┌────────

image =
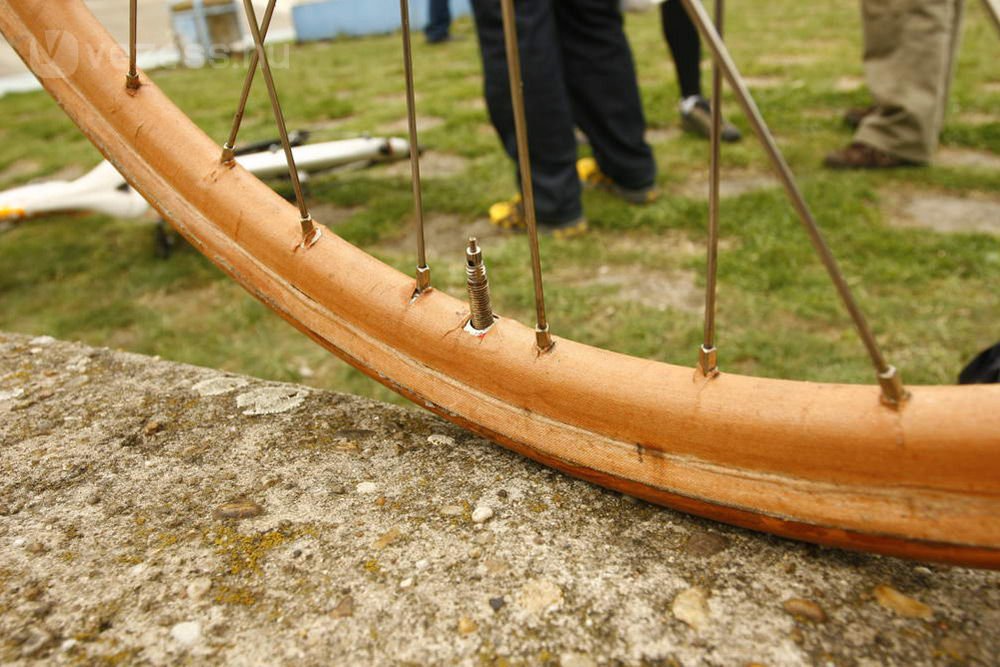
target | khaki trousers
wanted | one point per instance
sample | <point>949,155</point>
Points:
<point>909,53</point>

└────────

Set problem
Reproduce each line of the items above verbatim, omitting the pictures.

Exercise answer
image =
target | khaki trousers
wanted | one point per instance
sample | <point>949,155</point>
Points:
<point>909,53</point>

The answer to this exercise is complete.